== EXERCISE ==
Every line of the listing must be reproduced as it stands. Leave the images behind.

-- START ENTRIES PROVIDED --

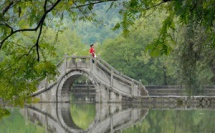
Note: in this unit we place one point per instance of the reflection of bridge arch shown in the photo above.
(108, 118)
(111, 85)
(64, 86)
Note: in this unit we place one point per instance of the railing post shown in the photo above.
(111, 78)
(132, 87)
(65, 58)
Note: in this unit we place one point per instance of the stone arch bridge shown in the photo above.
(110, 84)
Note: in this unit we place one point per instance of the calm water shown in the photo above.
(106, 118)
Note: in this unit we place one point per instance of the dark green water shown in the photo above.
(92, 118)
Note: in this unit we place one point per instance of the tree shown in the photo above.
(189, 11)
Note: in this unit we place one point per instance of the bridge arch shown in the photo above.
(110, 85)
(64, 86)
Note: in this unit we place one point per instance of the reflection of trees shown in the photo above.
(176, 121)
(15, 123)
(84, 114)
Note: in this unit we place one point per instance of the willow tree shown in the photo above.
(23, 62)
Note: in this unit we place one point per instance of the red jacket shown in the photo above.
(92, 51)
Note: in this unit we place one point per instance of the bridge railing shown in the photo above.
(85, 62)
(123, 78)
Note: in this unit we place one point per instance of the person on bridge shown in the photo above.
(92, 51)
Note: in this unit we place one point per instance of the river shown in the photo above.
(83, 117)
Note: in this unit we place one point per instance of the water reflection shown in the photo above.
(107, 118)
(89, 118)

-- END ENTRIES PROVIDED --

== WRITTEN SOLUTION ==
Note: in this unit we place one point per instance of the reflection of bridge arch shown in the photo above.
(108, 118)
(111, 85)
(64, 86)
Note: in this unit we place one point per instance of the railing post shown in the photo above.
(111, 78)
(132, 87)
(65, 58)
Note: in this unit we place one point per instance of the stone arch bridge shown in the photo above.
(110, 84)
Note: in this unit we place one point per instance of the calm water shown in the photo above.
(106, 118)
Note: in this unit we place one point per instance of the dark green water shown in the photo above.
(92, 118)
Note: in this unit we place one point per instance of the tree shown in the photo above.
(189, 11)
Note: in this unit we place one point per instance of the bridge arch shown in the photo above.
(110, 85)
(64, 86)
Note: in this unit we place one point per instance of the reflection of trees shown in the photo above.
(176, 121)
(15, 123)
(84, 114)
Note: in this unit we place one point per instance of the willow tree shown in the photo above.
(23, 62)
Note: in this unit we place one point per instance of the red jacket shown in the photo above.
(92, 51)
Note: in this unit we place one point per instance of the bridge railing shown in the photo above.
(85, 62)
(123, 78)
Note: in this unit we place one point per instance of the person on bridge shown in the photo above.
(92, 51)
Note: in this unit we place one point per instance of the river shown in the photo above.
(83, 117)
Note: in this unit we place one point per instance of the water reflection shown in the photo above.
(107, 118)
(89, 118)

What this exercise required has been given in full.